(Exercise requirements) In the passage on group violence, rewrite the section between "Under what mindset" and "children in Africa?", inclusive, changing "machete" to "rifle".

## START Text provided

Because I am interested in the power of the group and the power of group thought, lately I’ve been investigating why and under what conditions this occasionally goes horribly wrong. Why do large groups of seemingly civilized, kindly and moral people perpetrate acts of inhumanity?
Under what mindset did many ordinary German people agree to be, as Daniel Goldhagen put it, ‘Hitler’s willing executioners’? What can be conditions under which inhabitants of the Balkans feel justified in carrying out systematic rape and the destruction of entire communities? Is there a mob psychology that takes over, prompting an otherwise loving person take up a machete and use it to slaughter women and children in Africa?
What, Joan Didion famously asked, makes Iago evil? Is evil inherent in the person or inherent in the social context?

## END Text provided
## START Information supplied

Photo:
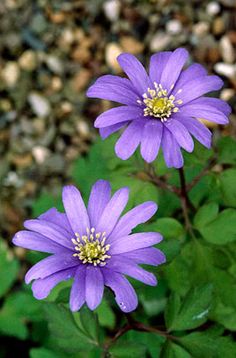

## END Information supplied

(Reply)
Under what mindset did many ordinary German people agree to be, as Daniel Goldhagen put it, ‘Hitler’s willing executioners’? What can be conditions under which inhabitants of the Balkans feel justified in carrying out systematic rape and the destruction of entire communities? Is there a mob psychology that takes over, prompting an otherwise loving person take up a rifle and use it to slaughter women and children in Africa?